In the text on the treason verdict, rewrite everything from "The line of" down to "last 40 years.", renaming "Para #66" to "Paragraph 66".

- [Text block]
::::

Justice Nazar Akbar’s dissenting judgment should also be perused with due deference. He disagrees with Justice Seth all the way. An important issue he raises is the application of the 2010 version of Article 6 to events of 2007. (There is a reference in the judgment to the claim that all treason laws have retrospective effect.) He concludes that the prosecution has failed to make out a case of high treason against the retired general.
It is symptomatic of our times that the verdict has generated a fierce controversy. As soon as the Special Court’s short order was announced, the army spokesman deemed it prudent to declare that the whole force had been shocked and angered by the verdict. The government’s principal law officer took the cue and criticised the judgment on the ground that the court had not followed the due process. The various arms of authority competed with one another as to who could shout the loudest in denunciation of the verdict. It was asserted that a person who had served as COAS and president could not have committed treason or that it was sinful to ignore Pervez Musharraf’s 40 years of service to the country, or that it was wrong to award death sentence to a man who was lying in a hospital’s ICU in Dubai.
The line of attack changed when the complete judgment came. Para #66 in Justice Waqar Seth’s judgment was picked up by the government and its allies as the absolute proof of the court’s perfidy. Even the outgoing chief justice of Pakistan was made the target of calumny.
There is little doubt that Para #66 mars the special court’s judgment and it will haunt the judiciary for quite some time. But this paragraph is not supported by majority opinion; it is not legally enforceable. And it cannot vitiate the essential findings. Instead of venting venom against Justice Seth, it might be better to determine the extent to which a judge’s thinking has been affected by the regression in Pakistani people’s mindset over the last 40 years.
It is clear that Musharraf created problems for himself by choosing to run away from justice. The government too contributed to its own discomfiture. It didn’t consider the possibility of withdrawing the case and the tactics it belatedly used, such as the disbandment of the prosecution team, were designed only to delay matters.
For all its strengths and weaknesses, the judgment should not have divided the nation. For the divisive controversy, the blame lies with those who insist on casting the destroyers of the Constitution in a heroic mould.
It is possible that this judgment of historic importance will remain unimplemented, even if the efforts to get Musharraf exonerated in appeal fail. The reason is that the government looks determined to wriggle out of its obligations and the defenders of the judgment lack the means to persuade it to change track. This unhappy situation is due to a fundamental disagreement between the democratic and authoritarian camps. While the former would like the sanctity of the Constitution to be upheld under all circumstances, the latter tends to justify demolition of constitutional order for what it considers desirable ends.
A more worrisome lesson of the case is that the citizens, who have already been alienated from democracy, have shown little interest in defending the Constitution. This may be due to several factors: the ease with which coup-makers have been getting away with treason; the increase in the political clout of collaborators and beneficiaries of authoritarian regimes; and the failure of the supposedly representative regimes to establish their legitimacy and demonstrate their capacity to live by the Constitution.
Thus it may be some time before exemptions to accountability for treason can be completely eliminated. The importance of the present case will always lie in the fact that the first crucial step towards that ideal has been taken. And 2019 was the year when it all happened.

::::

- [Dataset entries]
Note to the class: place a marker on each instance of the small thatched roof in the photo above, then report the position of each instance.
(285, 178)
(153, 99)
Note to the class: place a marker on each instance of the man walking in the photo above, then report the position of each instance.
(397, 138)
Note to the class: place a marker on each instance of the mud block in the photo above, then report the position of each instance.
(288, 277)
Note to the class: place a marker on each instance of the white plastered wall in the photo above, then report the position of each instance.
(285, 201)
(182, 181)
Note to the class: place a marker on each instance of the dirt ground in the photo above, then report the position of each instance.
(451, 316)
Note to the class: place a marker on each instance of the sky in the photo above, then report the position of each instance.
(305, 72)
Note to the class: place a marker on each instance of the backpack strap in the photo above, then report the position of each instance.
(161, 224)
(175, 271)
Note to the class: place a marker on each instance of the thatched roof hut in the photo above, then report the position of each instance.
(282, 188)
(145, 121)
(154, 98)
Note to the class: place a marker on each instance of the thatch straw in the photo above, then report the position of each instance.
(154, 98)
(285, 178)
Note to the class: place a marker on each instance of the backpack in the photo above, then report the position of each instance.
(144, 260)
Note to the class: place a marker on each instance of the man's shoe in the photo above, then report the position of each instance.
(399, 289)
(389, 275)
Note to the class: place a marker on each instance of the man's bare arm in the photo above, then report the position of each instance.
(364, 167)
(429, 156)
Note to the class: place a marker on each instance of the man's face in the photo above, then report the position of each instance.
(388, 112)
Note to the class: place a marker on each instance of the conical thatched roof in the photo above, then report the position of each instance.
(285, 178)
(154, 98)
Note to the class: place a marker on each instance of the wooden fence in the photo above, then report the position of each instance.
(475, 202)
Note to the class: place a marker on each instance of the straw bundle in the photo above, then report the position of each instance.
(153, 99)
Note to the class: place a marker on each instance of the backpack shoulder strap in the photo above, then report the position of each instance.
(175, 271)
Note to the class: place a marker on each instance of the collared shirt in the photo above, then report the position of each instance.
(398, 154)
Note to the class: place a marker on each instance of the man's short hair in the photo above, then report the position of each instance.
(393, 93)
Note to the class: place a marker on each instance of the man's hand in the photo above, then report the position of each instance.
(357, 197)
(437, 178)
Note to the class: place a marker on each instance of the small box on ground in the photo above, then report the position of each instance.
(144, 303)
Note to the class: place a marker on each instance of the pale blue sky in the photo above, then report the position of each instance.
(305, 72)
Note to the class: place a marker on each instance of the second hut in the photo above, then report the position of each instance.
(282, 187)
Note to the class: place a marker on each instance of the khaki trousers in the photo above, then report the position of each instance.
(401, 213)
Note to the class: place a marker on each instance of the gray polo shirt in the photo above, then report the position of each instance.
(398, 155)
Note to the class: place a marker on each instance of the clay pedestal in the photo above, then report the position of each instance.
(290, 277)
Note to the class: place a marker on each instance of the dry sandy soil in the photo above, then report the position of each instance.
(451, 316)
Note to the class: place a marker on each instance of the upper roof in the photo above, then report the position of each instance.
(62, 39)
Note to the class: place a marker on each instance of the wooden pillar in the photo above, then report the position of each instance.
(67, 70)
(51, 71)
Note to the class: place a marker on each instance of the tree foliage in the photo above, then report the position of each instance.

::::

- [Reply to the task]
The line of attack changed when the complete judgment came. Paragraph 66 in Justice Waqar Seth’s judgment was picked up by the government and its allies as the absolute proof of the court’s perfidy. Even the outgoing chief justice of Pakistan was made the target of calumny.
There is little doubt that Paragraph 66 mars the special court’s judgment and it will haunt the judiciary for quite some time. But this paragraph is not supported by majority opinion; it is not legally enforceable. And it cannot vitiate the essential findings. Instead of venting venom against Justice Seth, it might be better to determine the extent to which a judge’s thinking has been affected by the regression in Pakistani people’s mindset over the last 40 years.